#### Directions for this task:
Reproduce the whole listing, keeping every character the same.

#### Data:
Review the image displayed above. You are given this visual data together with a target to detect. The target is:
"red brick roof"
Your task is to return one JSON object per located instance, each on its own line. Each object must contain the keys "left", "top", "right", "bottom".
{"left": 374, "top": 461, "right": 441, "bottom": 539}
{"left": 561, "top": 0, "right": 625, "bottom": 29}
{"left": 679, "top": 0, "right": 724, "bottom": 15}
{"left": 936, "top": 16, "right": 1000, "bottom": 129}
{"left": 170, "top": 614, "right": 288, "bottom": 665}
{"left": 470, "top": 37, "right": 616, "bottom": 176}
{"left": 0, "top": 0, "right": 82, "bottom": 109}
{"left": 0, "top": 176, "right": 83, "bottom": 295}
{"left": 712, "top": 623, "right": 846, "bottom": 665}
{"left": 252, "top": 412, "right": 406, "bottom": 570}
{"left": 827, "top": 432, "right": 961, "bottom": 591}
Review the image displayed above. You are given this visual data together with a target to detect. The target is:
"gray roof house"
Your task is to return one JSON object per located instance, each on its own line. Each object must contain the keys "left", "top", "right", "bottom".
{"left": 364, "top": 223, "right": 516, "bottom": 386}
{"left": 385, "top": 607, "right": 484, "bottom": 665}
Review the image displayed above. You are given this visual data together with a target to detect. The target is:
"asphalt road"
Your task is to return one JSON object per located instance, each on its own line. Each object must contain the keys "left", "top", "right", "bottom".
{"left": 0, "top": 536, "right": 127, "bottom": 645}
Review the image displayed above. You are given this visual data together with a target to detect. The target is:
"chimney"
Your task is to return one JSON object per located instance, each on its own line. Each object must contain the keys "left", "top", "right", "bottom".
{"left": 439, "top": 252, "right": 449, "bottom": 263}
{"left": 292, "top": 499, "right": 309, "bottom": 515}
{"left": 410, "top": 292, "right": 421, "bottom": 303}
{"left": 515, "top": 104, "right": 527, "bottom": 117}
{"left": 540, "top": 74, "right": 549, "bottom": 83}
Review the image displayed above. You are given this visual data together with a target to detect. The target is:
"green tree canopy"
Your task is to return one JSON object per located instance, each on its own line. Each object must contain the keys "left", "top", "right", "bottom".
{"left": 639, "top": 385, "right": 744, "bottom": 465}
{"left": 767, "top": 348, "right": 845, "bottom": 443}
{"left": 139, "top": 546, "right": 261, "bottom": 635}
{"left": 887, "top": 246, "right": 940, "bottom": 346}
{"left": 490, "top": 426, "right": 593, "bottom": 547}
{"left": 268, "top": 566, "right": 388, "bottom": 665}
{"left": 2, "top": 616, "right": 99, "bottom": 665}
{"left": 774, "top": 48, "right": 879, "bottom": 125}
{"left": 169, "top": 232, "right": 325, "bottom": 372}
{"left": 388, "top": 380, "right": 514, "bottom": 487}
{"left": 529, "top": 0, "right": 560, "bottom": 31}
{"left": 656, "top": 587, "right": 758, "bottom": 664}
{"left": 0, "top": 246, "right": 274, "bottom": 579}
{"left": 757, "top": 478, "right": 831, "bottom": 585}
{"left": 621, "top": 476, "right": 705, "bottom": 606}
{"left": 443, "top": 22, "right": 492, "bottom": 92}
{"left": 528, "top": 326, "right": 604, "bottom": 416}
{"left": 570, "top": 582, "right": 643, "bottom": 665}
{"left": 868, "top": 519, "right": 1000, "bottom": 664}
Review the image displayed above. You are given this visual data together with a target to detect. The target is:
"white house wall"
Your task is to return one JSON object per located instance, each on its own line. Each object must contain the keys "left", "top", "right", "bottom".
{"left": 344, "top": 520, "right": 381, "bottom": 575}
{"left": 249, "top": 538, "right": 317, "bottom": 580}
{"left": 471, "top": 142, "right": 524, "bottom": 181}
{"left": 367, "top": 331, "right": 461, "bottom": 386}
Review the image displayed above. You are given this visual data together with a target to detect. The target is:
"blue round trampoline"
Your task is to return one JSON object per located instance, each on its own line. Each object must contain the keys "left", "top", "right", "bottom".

#### Output of the exercise:
Review the image displayed above. You are given this visual data together with a target to detect. The target is:
"red brick roof"
Your task is to return one JSON object per located instance, each on its own line. Each object must contain the keys "left", "top", "right", "bottom".
{"left": 374, "top": 461, "right": 441, "bottom": 539}
{"left": 561, "top": 0, "right": 625, "bottom": 29}
{"left": 679, "top": 0, "right": 724, "bottom": 15}
{"left": 936, "top": 16, "right": 1000, "bottom": 129}
{"left": 170, "top": 614, "right": 288, "bottom": 665}
{"left": 470, "top": 37, "right": 616, "bottom": 176}
{"left": 0, "top": 0, "right": 82, "bottom": 109}
{"left": 0, "top": 176, "right": 83, "bottom": 295}
{"left": 712, "top": 623, "right": 846, "bottom": 665}
{"left": 252, "top": 412, "right": 406, "bottom": 570}
{"left": 827, "top": 432, "right": 961, "bottom": 591}
Review the image displayed above. You are given this visual data together with a target to detect. The target is:
"gray roof house"
Your task is to return one JSON object per located instance, each on its own line. Each object must contain the keys "left", "top", "right", "bottom".
{"left": 364, "top": 223, "right": 516, "bottom": 386}
{"left": 385, "top": 607, "right": 484, "bottom": 665}
Review the image displayed above. You are given this visual data together with a target to detect. The target is:
"asphalt road"
Your task is to return one JSON object per located instance, each on its own line. Each object must contain the keys "left", "top", "right", "bottom".
{"left": 0, "top": 536, "right": 127, "bottom": 645}
Review the image displayed above. You are given this visual data together with a target to detect. The target is:
"chimney"
Your task is to return one JSON object per located instance, each on its own line. Each object must contain the keys "left", "top", "right", "bottom".
{"left": 439, "top": 252, "right": 449, "bottom": 263}
{"left": 292, "top": 499, "right": 309, "bottom": 515}
{"left": 410, "top": 292, "right": 421, "bottom": 303}
{"left": 515, "top": 104, "right": 527, "bottom": 117}
{"left": 540, "top": 74, "right": 549, "bottom": 83}
Review the image displayed above. You are given this visual data together with a target to detect. The target is:
"green tree canopy"
Your task is to return one JSON object per located instance, each on its own line. Each object must contain the keys "left", "top", "right", "bottom".
{"left": 639, "top": 385, "right": 744, "bottom": 465}
{"left": 767, "top": 348, "right": 845, "bottom": 443}
{"left": 139, "top": 546, "right": 261, "bottom": 635}
{"left": 887, "top": 246, "right": 940, "bottom": 346}
{"left": 490, "top": 426, "right": 593, "bottom": 547}
{"left": 268, "top": 566, "right": 388, "bottom": 665}
{"left": 2, "top": 616, "right": 99, "bottom": 665}
{"left": 774, "top": 48, "right": 879, "bottom": 125}
{"left": 169, "top": 232, "right": 325, "bottom": 372}
{"left": 388, "top": 380, "right": 514, "bottom": 487}
{"left": 529, "top": 0, "right": 560, "bottom": 31}
{"left": 656, "top": 587, "right": 758, "bottom": 664}
{"left": 0, "top": 246, "right": 274, "bottom": 579}
{"left": 757, "top": 478, "right": 831, "bottom": 585}
{"left": 621, "top": 476, "right": 705, "bottom": 606}
{"left": 443, "top": 22, "right": 492, "bottom": 92}
{"left": 528, "top": 326, "right": 604, "bottom": 416}
{"left": 570, "top": 582, "right": 643, "bottom": 665}
{"left": 868, "top": 519, "right": 1000, "bottom": 664}
Review the image displayed above. You are given this visual data together with a target to detect. The target is:
"white house wall"
Your task is to return one JSON object per located instance, each on its own line. Each object must contain the keys "left", "top", "right", "bottom".
{"left": 344, "top": 520, "right": 381, "bottom": 575}
{"left": 249, "top": 538, "right": 317, "bottom": 580}
{"left": 471, "top": 142, "right": 524, "bottom": 181}
{"left": 367, "top": 331, "right": 461, "bottom": 386}
Review the image displayed above. You are given this visual data together with a target to detect. The target is:
"blue round trampoline"
Your task is to return one JSON object per located instance, each on its own line. Each object must contain the keys "left", "top", "right", "bottom".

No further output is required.